-- Start of ROWS --
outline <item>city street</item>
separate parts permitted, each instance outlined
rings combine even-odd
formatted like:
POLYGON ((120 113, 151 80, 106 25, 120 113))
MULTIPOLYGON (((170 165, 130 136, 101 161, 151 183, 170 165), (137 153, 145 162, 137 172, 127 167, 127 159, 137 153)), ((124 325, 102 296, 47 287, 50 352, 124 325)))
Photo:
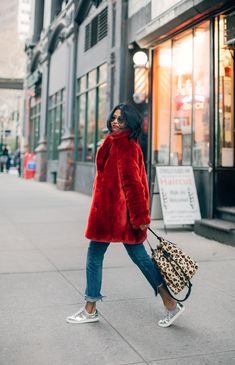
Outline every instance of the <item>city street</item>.
MULTIPOLYGON (((105 257, 100 321, 66 323, 83 304, 90 201, 0 174, 0 364, 235 364, 235 248, 189 228, 167 232, 199 263, 172 327, 158 327, 161 299, 121 244, 105 257)), ((151 226, 165 234, 162 222, 151 226)))

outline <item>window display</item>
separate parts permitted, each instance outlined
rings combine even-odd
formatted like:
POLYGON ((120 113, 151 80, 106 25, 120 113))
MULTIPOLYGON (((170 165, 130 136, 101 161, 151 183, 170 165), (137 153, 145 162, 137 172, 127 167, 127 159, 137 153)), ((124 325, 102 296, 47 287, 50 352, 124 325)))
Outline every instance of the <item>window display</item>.
POLYGON ((153 161, 208 166, 209 22, 154 52, 153 161))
-- End of ROWS --
EXERCISE:
Pull out the part of the data that runs from its first line through the line containing "Outline every instance of the <item>city", both included, and reproduce it word for word with the picture left out.

ANSWER:
outline <item>city street</item>
separate parts permitted, each instance outlined
rings combine even-odd
formatted like:
POLYGON ((120 113, 151 80, 106 25, 120 113))
MULTIPOLYGON (((170 165, 130 136, 101 161, 151 183, 170 165), (137 153, 145 162, 137 172, 127 167, 127 159, 137 153)), ((124 325, 102 296, 47 287, 50 352, 124 325)))
Photo:
Outline every instance of the <item>city street</item>.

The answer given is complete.